> _STATED GOAL_
According to the shaving guide below, what is the price range for a single safety razor blade?

> _SELECTED EXTRACT_

Despite all of the new gadgets being attached to razors (i.e., flashlights, vibrating handles, proton beam accelerators), we’re still left with cuts, razor burn, and bumps. Maybe it’s time to bring some of that old-school charm back into our bathrooms. Fortunately, this can be done in three simple steps.

Note: While many of the products featured here are marketed to men, they work just as well for women. And although we refer to facial hair many times throughout the article, these techniques apply to all areas of the body. The face just happens to be one of the more challenging areas to shave.

1. Choose Your Razor

Straight razor – Also known as cut-throat razors, straight razors were very common until the 1950s. Today, they’re typically reserved for antique collectors. While there are those who still use straight razors, there isn’t much of an argument for recommending them. They require considerable skill to master and can actually be dangerous if not handled properly.

We Recommend: Dovo Best Quality razor

Single-blade safety razor – Safety razors came into existence as the “solution” to the possibility of being seriously injured with a straight razor. There is a strong, growing culture that insists these razors deliver the absolute best shave a man can get. They will also save you a lot of money in the long run, with blades costing between 10 and 15 cents each.

Safety razors definitely aren’t for everyone, though. While they will get you an impressively close shave and help to eliminate razor bumps, they may actually cause more irritation for those who have sensitive skin. They also require more patience than what you might be used to with a modern razor. And believe it or not, the resulting shave from a safety razor may be too close for some (who may not find bare skin to be appealing).

Our advice is to give safety razors a fair try. Use one for a couple months and then decide whether it works for you or not. Worst-case scenario: you’ll be forced to learn technique and pay attention to the details that matter, i.e., multiple directions of beard growth on different areas of your neck.

We Recommend: Merkur Model 180 Long Handled Safety Razor

Multi-blade pivot head razor – Multi-blade pivot head razors are what you would expect to find in the average person’s home. It’s hard to beat the performance and ease-of-use that these razors deliver. Unfortunately, they’re so easy to use that many users don’t bother learning how to shave properly. In addition to being a license for sloppy shaving, the blades are quite costly, with cartridges going for upwards of $4 each.

Multi-blade razors may not cut quite as close as a safety razor would, but with the latest offerings on the market, most would say the difference is insignificant. If you don’t mind paying top dollar for a quality shave, you should definitely have one of these in your arsenal.

We Recommend: Gillette Fusion ProGlide Power Razor

Electric razor – Electric razors may appear to be the convenient option here, since you don’t need any additional supplies, i.e., shaving cream. But keep in mind that cleaning and recharging electric razors can become very burdensome. And while a dry shave may be quick, you’ll likely need to shave more often with an electric razor, as most models don’t get as close as manual, wet shaving. Electric razors also require some getting used to, with most users experiencing significant irritation with their first few shaves.

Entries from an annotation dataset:
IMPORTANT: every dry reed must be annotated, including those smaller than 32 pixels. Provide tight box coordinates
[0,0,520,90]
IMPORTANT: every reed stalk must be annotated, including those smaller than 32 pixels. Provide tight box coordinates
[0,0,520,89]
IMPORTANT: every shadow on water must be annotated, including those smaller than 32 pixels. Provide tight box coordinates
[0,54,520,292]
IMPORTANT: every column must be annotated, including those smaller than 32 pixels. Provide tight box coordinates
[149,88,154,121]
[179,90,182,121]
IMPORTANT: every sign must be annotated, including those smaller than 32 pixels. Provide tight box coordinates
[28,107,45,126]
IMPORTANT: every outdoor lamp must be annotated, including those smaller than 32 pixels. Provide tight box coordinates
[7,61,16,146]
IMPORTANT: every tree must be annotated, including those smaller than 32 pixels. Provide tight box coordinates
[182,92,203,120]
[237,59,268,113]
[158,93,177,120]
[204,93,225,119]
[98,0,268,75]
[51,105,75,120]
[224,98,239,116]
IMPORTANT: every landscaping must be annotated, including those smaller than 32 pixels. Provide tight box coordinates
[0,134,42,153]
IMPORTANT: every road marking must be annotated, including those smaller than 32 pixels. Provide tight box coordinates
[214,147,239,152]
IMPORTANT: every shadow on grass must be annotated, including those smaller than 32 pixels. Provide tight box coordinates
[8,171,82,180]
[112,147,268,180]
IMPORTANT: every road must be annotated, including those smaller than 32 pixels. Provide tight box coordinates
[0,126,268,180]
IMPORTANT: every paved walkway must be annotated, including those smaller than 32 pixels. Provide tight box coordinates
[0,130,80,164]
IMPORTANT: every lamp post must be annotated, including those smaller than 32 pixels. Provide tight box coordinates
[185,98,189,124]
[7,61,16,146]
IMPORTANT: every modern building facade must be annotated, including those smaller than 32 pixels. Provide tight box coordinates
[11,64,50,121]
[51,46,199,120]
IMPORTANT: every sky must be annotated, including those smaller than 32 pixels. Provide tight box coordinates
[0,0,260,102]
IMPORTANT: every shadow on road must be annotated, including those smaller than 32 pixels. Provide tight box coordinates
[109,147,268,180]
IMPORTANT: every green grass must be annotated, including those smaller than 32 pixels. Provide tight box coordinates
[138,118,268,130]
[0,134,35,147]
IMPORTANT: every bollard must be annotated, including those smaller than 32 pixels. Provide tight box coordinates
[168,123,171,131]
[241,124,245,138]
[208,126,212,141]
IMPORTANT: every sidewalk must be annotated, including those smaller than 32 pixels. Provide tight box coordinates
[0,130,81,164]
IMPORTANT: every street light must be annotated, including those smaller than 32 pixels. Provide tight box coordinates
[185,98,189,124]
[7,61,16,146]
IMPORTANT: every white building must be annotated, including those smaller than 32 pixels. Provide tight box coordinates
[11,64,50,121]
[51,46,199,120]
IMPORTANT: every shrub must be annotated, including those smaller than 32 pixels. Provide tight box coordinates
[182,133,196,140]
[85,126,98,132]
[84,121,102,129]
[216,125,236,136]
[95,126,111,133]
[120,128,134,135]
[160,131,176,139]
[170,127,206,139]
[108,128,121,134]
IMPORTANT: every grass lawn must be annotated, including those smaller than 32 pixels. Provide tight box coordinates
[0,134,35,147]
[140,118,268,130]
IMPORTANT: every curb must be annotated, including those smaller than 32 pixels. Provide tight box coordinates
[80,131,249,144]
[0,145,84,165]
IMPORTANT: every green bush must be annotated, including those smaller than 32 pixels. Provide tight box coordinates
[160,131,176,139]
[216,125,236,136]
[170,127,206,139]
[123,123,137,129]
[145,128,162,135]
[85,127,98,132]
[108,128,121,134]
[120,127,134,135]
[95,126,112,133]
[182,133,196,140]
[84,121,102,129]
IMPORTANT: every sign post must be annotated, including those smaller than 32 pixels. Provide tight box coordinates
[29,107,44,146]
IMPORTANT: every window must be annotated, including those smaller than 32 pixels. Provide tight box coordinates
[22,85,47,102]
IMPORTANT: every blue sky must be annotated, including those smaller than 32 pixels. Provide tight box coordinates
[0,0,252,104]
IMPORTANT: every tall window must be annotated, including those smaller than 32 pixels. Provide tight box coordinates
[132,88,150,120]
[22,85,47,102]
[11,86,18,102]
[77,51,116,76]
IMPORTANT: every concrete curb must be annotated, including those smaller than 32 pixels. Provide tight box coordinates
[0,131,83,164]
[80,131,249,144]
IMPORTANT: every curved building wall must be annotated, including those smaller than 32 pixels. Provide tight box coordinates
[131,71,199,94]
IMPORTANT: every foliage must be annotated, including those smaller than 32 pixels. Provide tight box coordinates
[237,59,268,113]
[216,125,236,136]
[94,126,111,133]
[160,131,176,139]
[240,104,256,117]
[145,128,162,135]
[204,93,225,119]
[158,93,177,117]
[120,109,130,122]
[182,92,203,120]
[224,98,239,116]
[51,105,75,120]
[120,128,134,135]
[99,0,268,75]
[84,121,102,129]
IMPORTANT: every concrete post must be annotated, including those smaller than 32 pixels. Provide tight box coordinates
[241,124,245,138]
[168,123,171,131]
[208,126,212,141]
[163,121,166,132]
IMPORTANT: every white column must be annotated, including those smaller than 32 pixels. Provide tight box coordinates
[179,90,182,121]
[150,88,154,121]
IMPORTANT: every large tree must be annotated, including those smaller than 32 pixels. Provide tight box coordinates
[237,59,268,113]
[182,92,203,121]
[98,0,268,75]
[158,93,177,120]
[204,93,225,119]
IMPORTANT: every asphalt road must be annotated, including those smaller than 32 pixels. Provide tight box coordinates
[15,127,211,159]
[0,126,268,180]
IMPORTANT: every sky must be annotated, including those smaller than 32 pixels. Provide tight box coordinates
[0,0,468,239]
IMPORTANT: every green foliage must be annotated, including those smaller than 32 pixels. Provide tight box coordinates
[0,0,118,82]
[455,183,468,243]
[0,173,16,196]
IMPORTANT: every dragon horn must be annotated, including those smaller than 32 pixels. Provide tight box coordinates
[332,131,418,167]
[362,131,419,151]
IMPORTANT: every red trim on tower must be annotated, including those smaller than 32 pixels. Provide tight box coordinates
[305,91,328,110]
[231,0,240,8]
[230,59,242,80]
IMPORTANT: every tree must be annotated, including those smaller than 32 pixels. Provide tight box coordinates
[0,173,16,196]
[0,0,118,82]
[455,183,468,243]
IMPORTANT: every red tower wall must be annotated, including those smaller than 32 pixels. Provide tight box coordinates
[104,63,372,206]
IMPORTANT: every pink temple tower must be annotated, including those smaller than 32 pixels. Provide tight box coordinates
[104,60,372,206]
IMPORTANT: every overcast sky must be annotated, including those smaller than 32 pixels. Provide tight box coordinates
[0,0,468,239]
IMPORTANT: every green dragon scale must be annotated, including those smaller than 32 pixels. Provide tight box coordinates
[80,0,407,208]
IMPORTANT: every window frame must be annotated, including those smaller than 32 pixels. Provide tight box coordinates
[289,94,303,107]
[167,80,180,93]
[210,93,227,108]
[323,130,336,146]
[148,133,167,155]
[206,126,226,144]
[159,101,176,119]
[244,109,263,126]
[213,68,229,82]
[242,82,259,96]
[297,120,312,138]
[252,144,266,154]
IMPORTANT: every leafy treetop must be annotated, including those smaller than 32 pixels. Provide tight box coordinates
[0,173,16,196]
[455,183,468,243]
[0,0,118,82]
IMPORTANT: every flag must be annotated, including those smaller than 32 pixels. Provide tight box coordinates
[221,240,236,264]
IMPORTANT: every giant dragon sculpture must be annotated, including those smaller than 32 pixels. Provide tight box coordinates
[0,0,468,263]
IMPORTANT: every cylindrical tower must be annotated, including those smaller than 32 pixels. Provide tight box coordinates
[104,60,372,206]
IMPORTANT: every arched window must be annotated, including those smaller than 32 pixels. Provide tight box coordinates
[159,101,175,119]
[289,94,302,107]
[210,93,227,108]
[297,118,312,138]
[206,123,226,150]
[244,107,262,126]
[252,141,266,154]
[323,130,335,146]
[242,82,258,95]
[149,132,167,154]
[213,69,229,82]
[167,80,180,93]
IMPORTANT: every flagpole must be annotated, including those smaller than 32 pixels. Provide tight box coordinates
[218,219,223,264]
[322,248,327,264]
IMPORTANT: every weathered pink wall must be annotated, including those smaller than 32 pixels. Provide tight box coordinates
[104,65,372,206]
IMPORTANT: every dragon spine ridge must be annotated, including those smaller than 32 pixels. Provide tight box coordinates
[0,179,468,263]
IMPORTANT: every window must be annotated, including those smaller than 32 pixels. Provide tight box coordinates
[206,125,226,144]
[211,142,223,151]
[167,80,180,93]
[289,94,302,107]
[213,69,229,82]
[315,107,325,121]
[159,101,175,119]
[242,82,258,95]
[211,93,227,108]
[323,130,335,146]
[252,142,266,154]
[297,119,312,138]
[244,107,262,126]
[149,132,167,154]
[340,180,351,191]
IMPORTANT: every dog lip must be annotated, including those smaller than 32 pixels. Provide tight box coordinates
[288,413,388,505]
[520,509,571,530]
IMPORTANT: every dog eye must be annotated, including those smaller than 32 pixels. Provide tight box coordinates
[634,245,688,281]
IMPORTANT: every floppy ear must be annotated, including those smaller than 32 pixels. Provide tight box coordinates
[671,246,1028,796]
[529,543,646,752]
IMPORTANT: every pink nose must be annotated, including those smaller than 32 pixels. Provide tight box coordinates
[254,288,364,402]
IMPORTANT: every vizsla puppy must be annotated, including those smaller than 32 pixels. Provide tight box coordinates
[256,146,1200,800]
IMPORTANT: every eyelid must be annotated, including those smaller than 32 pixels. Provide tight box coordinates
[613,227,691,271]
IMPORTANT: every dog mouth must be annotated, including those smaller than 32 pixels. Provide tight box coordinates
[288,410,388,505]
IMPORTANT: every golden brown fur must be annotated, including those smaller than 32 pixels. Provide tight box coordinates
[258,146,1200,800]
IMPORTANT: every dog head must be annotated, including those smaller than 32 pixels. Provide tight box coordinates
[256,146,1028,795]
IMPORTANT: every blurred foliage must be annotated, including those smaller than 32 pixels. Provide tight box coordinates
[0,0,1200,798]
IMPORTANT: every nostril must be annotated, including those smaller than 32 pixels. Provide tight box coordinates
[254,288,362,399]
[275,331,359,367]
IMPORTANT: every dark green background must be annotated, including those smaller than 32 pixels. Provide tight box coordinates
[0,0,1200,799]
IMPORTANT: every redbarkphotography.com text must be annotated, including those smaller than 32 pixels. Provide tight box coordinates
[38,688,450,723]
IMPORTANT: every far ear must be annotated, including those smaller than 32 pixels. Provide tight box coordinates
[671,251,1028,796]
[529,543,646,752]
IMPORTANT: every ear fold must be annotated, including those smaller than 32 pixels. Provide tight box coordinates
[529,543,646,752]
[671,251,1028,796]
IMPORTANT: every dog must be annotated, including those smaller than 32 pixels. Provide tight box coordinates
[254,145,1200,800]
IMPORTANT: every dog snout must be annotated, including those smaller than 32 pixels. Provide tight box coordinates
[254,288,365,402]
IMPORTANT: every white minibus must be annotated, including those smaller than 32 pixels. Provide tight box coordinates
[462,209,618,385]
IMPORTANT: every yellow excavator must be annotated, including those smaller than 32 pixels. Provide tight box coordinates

> _CORRECT RESPONSE_
Between 10 and 15 cents each.